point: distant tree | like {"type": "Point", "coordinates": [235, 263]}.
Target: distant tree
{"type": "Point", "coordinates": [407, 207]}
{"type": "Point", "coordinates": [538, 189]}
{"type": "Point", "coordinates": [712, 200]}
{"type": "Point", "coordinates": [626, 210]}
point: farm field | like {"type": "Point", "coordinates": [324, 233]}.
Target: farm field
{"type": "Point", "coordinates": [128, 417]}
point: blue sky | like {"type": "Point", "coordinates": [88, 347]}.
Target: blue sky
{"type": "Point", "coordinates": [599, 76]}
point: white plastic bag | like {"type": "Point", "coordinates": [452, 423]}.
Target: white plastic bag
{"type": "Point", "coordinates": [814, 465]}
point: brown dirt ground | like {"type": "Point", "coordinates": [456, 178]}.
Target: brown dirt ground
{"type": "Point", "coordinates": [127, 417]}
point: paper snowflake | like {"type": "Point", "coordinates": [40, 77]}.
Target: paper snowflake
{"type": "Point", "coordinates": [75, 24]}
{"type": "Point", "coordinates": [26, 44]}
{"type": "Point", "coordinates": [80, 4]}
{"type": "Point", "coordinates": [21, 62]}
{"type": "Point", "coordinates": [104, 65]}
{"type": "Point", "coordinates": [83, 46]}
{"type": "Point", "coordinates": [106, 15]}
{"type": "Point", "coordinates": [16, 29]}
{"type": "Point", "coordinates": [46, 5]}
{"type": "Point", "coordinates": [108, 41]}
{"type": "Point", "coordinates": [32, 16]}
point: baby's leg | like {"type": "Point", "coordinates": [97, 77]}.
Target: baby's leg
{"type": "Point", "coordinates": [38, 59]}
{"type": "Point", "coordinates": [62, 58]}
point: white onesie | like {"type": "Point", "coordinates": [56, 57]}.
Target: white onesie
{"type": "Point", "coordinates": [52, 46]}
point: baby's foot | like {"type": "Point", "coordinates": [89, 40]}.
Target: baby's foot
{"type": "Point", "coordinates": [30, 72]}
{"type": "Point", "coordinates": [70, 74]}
──────────────────────────────
### Problem statement
Output only the number of lines in the data above that include the word "like".

### Result of the task
9